→ TASK GOAL
Copy all of the material exactly. Pictures are not to appear in the copy.

BEGIN THE INPUT

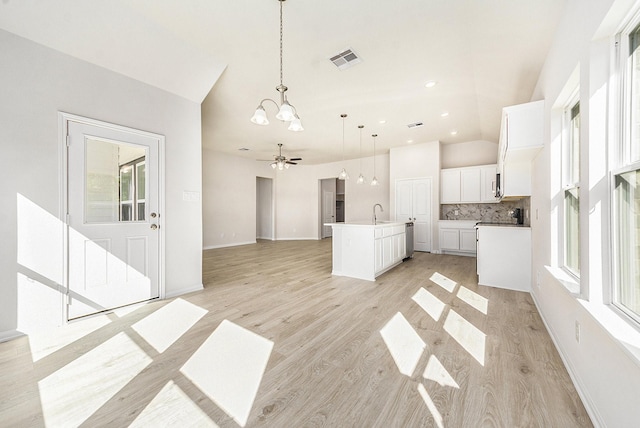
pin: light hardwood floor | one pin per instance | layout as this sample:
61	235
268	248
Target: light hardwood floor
329	364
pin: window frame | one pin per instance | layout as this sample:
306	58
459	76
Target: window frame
569	183
621	161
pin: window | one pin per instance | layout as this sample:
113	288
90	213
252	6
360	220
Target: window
571	174
626	191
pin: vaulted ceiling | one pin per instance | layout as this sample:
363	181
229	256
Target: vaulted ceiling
483	54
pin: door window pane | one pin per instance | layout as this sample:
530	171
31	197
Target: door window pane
112	174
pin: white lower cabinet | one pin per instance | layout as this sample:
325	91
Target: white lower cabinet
390	247
458	237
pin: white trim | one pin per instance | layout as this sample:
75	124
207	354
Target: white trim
588	403
185	290
63	125
8	335
232	244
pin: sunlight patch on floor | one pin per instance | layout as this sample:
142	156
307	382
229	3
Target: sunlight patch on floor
171	407
466	334
430	303
166	325
436	372
444	282
437	417
46	341
228	368
74	392
405	345
473	299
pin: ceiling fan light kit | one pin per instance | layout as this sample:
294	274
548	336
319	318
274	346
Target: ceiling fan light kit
286	111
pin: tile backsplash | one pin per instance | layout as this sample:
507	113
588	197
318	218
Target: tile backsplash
492	213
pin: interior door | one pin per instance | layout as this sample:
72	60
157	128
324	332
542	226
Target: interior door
113	220
413	203
328	212
421	190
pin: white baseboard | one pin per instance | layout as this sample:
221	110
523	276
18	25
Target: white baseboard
589	406
181	291
6	336
233	244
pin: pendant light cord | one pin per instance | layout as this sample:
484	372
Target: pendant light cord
281	1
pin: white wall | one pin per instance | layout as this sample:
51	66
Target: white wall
605	372
470	153
37	83
229	198
418	161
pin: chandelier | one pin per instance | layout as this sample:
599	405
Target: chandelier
286	111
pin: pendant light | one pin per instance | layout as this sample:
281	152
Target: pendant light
374	180
343	174
361	179
286	111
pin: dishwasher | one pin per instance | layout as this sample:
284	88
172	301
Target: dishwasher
409	240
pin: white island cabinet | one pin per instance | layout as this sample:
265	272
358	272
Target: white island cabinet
365	250
504	256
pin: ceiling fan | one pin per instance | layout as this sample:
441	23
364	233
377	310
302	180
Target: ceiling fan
281	162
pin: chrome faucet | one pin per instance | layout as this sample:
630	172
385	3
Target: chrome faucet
374	212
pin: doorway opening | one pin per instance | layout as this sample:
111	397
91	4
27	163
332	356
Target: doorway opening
264	208
332	205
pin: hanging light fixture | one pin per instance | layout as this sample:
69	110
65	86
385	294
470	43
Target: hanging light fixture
343	174
374	180
286	111
361	179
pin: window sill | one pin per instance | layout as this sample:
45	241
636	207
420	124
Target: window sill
618	328
610	319
565	279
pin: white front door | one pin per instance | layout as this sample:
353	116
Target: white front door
113	219
328	212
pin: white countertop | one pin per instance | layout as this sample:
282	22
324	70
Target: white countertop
367	224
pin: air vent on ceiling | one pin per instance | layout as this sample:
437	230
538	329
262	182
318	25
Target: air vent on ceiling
346	59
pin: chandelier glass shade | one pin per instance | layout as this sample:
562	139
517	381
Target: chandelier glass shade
286	111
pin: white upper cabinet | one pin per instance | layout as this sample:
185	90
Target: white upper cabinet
469	185
450	185
521	137
488	183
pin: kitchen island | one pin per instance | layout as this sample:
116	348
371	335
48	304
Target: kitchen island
365	250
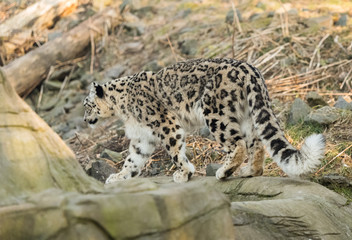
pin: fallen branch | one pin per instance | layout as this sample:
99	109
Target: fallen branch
23	29
26	72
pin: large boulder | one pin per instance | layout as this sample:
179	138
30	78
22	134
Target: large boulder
33	157
284	208
133	209
269	208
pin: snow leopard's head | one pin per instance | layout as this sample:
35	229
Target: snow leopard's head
95	104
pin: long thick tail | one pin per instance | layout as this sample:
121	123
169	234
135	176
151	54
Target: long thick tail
292	161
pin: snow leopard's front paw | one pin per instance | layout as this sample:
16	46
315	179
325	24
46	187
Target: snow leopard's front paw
224	172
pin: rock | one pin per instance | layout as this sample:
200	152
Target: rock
333	179
188	46
33	157
299	110
230	15
135	28
325	22
115	71
212	168
325	115
152	66
314	99
287	209
283	208
133	209
342	21
111	155
145	11
343	104
54	34
101	170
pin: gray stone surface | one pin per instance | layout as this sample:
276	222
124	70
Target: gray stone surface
133	209
299	110
269	208
325	115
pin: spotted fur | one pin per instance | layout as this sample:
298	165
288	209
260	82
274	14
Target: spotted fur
228	96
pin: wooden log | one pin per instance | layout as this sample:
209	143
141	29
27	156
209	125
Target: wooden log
26	72
21	29
32	156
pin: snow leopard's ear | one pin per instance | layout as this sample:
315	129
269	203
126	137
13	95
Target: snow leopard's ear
99	91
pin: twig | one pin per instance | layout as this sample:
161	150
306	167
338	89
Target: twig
235	16
269	55
317	49
322	168
235	22
51	70
347	78
92	52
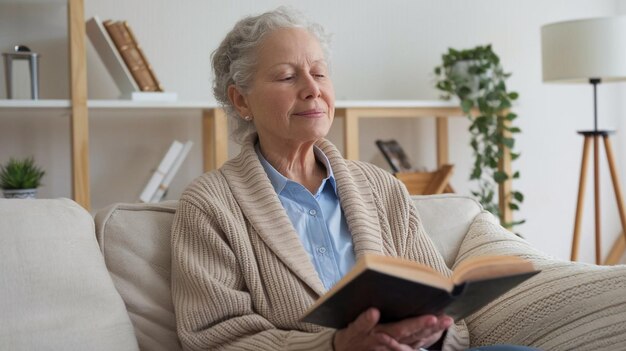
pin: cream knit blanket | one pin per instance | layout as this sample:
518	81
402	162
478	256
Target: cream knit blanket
568	306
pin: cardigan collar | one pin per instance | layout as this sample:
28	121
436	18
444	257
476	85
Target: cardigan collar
260	205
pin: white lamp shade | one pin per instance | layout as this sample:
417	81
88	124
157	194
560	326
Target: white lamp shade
575	51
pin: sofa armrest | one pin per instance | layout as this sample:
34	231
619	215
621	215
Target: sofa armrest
55	291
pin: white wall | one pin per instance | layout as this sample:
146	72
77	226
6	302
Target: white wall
381	50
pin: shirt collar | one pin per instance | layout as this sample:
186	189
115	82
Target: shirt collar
279	181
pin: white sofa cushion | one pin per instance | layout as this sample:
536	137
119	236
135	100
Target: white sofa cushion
135	242
447	218
55	291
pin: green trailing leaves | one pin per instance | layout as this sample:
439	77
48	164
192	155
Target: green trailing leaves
476	77
20	174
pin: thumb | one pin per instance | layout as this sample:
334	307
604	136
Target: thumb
366	320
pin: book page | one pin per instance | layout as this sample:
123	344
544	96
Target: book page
485	267
409	270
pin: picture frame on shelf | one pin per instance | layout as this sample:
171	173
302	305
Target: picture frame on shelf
395	155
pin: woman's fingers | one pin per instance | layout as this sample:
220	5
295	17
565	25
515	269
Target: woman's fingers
423	330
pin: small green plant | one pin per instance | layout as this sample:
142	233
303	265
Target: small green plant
20	174
477	78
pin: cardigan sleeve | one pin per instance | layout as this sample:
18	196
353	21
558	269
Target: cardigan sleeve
421	248
214	309
410	240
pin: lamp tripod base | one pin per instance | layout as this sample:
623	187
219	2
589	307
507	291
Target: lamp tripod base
594	136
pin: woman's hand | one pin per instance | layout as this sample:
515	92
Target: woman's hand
366	334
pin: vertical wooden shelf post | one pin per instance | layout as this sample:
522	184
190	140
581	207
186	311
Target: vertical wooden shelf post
215	138
79	115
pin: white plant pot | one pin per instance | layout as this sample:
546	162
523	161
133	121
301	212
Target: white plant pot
20	193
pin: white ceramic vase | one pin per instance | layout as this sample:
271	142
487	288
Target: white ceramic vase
20	193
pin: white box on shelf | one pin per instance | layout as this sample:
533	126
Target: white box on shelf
153	96
164	167
111	58
167	180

END THE INPUT

→ EXERCISE ANSWER
pin: light hardwood floor | one pin per instance | layout as this sample:
61	235
268	248
Target: light hardwood floor
329	364
pin: window frame | one pin per instance | layout as this sample:
306	58
459	76
Target: window frame
569	183
621	161
pin: window | one pin per instance | layout as this sample:
113	288
90	213
252	6
360	220
Target: window
571	174
626	191
pin: vaulted ceiling | one pin per instance | layout as this sample:
363	181
229	256
Target: vaulted ceiling
483	54
pin: door window pane | one pin per instance | layout as this sample:
530	171
31	197
Target: door window pane
112	174
pin: white lower cabinet | one pin per instance | layout as this sample:
325	91
Target: white lower cabinet
390	247
458	237
pin: white trim | one pin per instance | layout as this sample:
75	124
207	354
Target: white trim
588	403
185	290
63	125
8	335
232	244
pin: sunlight patch on floor | one pin per instance | layout as this sample:
142	156
307	382
229	3
Target: sunlight patch on floor
171	407
466	334
430	303
166	325
436	372
444	282
437	417
46	341
228	368
74	392
405	345
473	299
pin: ceiling fan light kit | one pin per instance | layout as this sample:
294	274
548	336
319	318
274	346
Target: ceiling fan light kit
286	111
pin: tile backsplash | one pin per instance | layout as this sample:
507	113
588	197
318	218
Target: tile backsplash
492	213
pin: interior door | one pin per instance | layout as this sample:
72	60
157	128
324	332
542	226
Target: interior door
113	220
413	203
328	212
421	190
pin: white baseboard | one pin per instance | layout as this sample:
221	110
523	276
18	25
Target: white baseboard
589	406
181	291
6	336
233	244
pin: pendant light cord | one pin per instance | layout as this sample:
484	372
Target: pendant light cord
281	1
pin: white wall | one pin per instance | layout as this sample:
51	66
Target: white wall
605	372
470	153
37	83
229	198
418	161
pin: chandelier | one pin per instance | layout as this sample:
599	405
Target: chandelier
286	111
pin: pendant light | one pin per instance | layout as this sample:
281	152
Target: pendant light
374	180
343	174
361	179
286	111
pin: dishwasher | one pin per instance | layout as this sample:
284	88
172	301
Target: dishwasher
409	240
pin: white island cabinet | one pin per instance | layout as this sample:
265	272
358	272
Target: white island cabinet
365	250
504	256
pin: ceiling fan | one pin per instance | layout as this sample:
441	23
364	233
377	310
302	180
Target: ceiling fan
281	162
pin: chrome faucet | one pin per instance | layout as this sample:
630	172
385	3
Target: chrome faucet
374	212
pin: doorway opening | one pin per instance | layout as this sample:
111	397
91	4
27	163
332	356
Target: doorway opening
264	208
332	205
pin: hanging light fixture | one pin per instance | layout as this sample:
69	110
65	86
385	294
470	43
Target: hanging light fixture
343	174
374	180
286	111
361	179
pin: window sill | one pin per instance | layout as this sample:
45	241
636	207
420	124
Target: window sill
618	328
610	319
565	279
pin: white front door | one pin per instance | layout as this sample:
353	116
Target: white front door
113	219
328	212
pin: white countertop | one pin per instance | layout as this sample:
282	22
324	70
Target: white countertop
367	224
pin: air vent on ceiling | one pin per instance | layout as this sample:
437	230
538	329
262	182
318	25
Target: air vent on ceiling
346	59
pin: chandelier glass shade | one pin per instance | layout as this sample:
562	139
517	381
Target: chandelier glass shade
286	111
pin: white upper cabinet | one pin per instance | layout as this sample:
185	90
Target: white upper cabinet
469	185
450	185
521	137
488	183
pin: kitchen island | one pin per instance | layout as this sample:
116	348
371	335
48	304
Target: kitchen island
365	250
pin: fallen branch | one pin per instance | layout as this sample:
99	109
Target: fallen branch
23	29
26	72
pin: large boulder | one pin per instance | layout as this sample:
179	138
30	78
22	134
Target: large boulder
33	157
284	208
133	209
269	208
pin: snow leopard's head | one pin per instance | layout as this sample:
35	229
Target: snow leopard's head
95	104
pin: long thick tail | one pin per instance | layout as this sample:
121	123
169	234
135	176
151	54
Target: long thick tail
292	161
pin: snow leopard's front paw | one pin per instance | layout as this sample:
16	46
315	179
325	24
46	187
Target: snow leopard's front paw
224	172
pin: rock | one pin per instance | layout as this sample:
200	152
Target: rock
333	179
188	46
33	157
299	110
230	15
135	28
325	22
115	71
212	168
325	115
152	66
314	99
287	209
283	208
133	209
342	21
111	155
145	11
343	104
54	34
101	170
pin: gray stone surface | one pin per instance | layout as this sample:
276	222
124	70
Target: gray stone surface
133	209
299	110
269	208
325	115
pin: spotted fur | one pin per instance | layout as this sample:
298	165
288	209
260	82
274	14
Target: spotted fur
228	96
pin: wooden log | one pin per instance | layout as this sample:
209	143
141	29
27	156
209	125
Target: wooden log
26	72
21	29
32	156
pin: snow leopard's ear | one pin per instance | layout as this sample:
315	129
269	203
126	137
13	95
Target: snow leopard's ear
99	91
pin: twig | one pin per instance | layout as this sample:
161	150
306	167
338	89
Target: twig
235	16
269	55
317	49
322	168
235	22
51	70
347	78
92	52
pin: cream knit blanket | one pin per instance | layout as this sample:
518	81
402	162
478	256
Target: cream knit blanket
568	306
pin: cardigan collar | one pin per instance | layout as this sample:
28	121
436	18
444	257
476	85
Target: cardigan collar
260	205
pin: white lamp shade | one pin per instance | layout as this sample:
417	81
88	124
157	194
560	326
Target: white lamp shade
575	51
pin: sofa armrest | one pin per instance | layout as this sample:
34	231
619	215
621	215
Target: sofa armrest
55	291
pin: white wall | one pin per instance | layout as this sample:
146	72
77	226
6	302
Target: white wall
381	50
pin: shirt collar | one pin per instance | layout as this sample:
186	189
115	82
Target: shirt collar
279	181
pin: white sofa cushion | one pin per instance | layout as this sample:
536	137
119	236
135	100
Target: white sofa cushion
135	242
447	218
55	291
pin: green trailing leaves | one pin per instance | layout as this sample:
439	77
48	164
192	155
Target: green trailing leaves
476	77
20	174
pin: thumb | one pin per instance | layout as this sample:
334	307
604	136
Target: thumb
366	320
pin: book page | one pin per instance | layout as this sample:
123	344
544	96
Target: book page
485	267
409	270
pin: picture frame on shelf | one pin per instance | layout as this sample:
171	173
302	305
Target: picture frame on shelf
395	155
pin: woman's fingers | one pin per instance | layout as this sample:
220	5
295	17
565	25
515	269
Target: woman's fingers
423	330
pin: small green plant | one pin per instance | layout as this sample:
142	233
303	265
Target: small green plant
20	174
477	78
pin: cardigan sleeve | one pin per instance | layout as this sample:
18	196
353	21
558	269
Target: cardigan sleeve
421	248
214	309
410	240
pin: lamp tripod base | one pin per instance | layout as this sample:
623	187
219	2
589	307
507	291
Target: lamp tripod base
594	136
pin: woman's hand | one pin per instance | layout as this sample:
515	92
Target: woman's hand
366	334
pin: vertical wooden shelf post | one pin per instance | layout as this sample:
522	184
190	140
581	207
186	311
Target: vertical wooden shelf post
215	138
79	115
pin: white plant pot | one pin per instance | layout as this sample:
546	162
523	161
133	121
301	212
Target: white plant pot
20	193
pin: white ceramic vase | one pin per instance | layout as this sample:
271	142
487	288
Target: white ceramic vase
20	193
pin: white box on shelf | one pin per instance | layout as this sample:
533	126
Target: white box on shelf
153	96
164	167
111	58
167	180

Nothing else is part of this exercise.